- **Written request**: Put the lines below into a Markdown table with the columns Row and Line, starting with the line containing "Confirm every instance of the forested" and going on through the end of the records. Give each line a row number, skip blank lines, and leave the pictures out.

- **Data to use**:
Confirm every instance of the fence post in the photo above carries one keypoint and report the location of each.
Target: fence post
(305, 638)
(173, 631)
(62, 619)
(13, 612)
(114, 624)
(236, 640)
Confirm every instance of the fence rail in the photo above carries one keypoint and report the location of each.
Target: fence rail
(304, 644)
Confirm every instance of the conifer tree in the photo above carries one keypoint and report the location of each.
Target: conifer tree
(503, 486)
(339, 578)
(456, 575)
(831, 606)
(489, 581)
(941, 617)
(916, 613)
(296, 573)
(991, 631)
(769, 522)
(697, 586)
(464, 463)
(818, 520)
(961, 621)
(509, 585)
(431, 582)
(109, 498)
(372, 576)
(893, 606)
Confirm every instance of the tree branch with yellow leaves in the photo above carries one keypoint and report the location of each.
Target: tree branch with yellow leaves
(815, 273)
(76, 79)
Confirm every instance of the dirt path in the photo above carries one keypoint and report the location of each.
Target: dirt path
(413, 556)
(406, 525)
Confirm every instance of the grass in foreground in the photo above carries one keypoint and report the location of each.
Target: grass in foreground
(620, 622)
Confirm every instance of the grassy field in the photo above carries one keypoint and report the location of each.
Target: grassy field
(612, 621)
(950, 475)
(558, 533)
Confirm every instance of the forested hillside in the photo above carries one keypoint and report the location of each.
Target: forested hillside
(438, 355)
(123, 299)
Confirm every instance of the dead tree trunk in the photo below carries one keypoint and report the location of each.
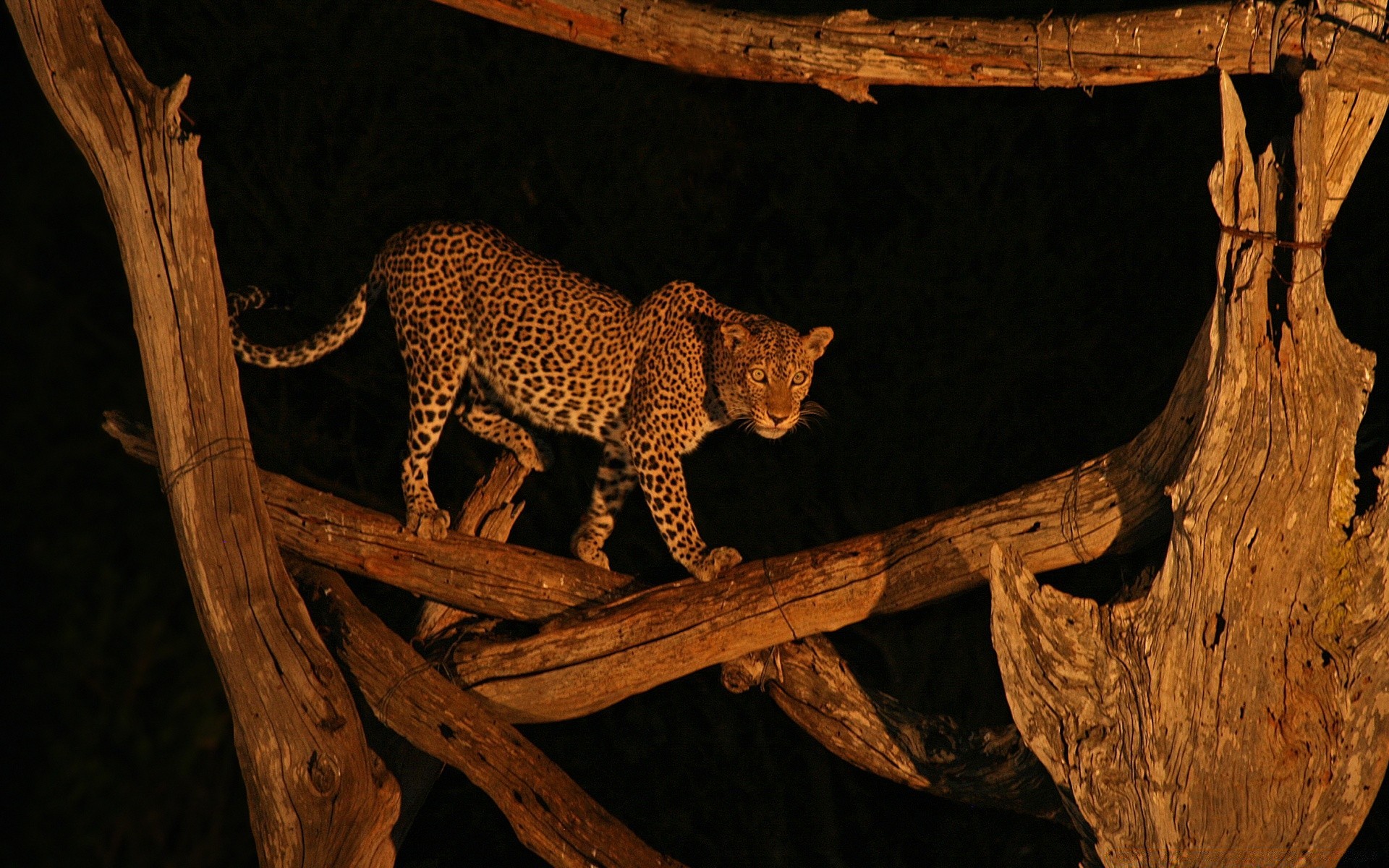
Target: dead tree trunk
(317, 795)
(1238, 712)
(1233, 714)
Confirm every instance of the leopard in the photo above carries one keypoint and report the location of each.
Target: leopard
(492, 332)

- **Solution to the problem**:
| Row | Line |
|---|---|
| 1 | Confirm every instance of the forested hillside in the photo above carries one keypoint and report the location of each. |
| 2 | Target: forested hillside |
| 3 | (438, 355) |
| 4 | (123, 299) |
| 5 | Confirm every instance of the dead tree trunk in the photo below carries one keypoint and report the location of each. |
| 6 | Target: dead tree trunk |
| 7 | (317, 795) |
| 8 | (1238, 712) |
| 9 | (1233, 714) |
| 10 | Confirm every instance of the leopard in the photo above carries one keypoint and report the location of each. |
| 11 | Target: leopard |
| 12 | (492, 332) |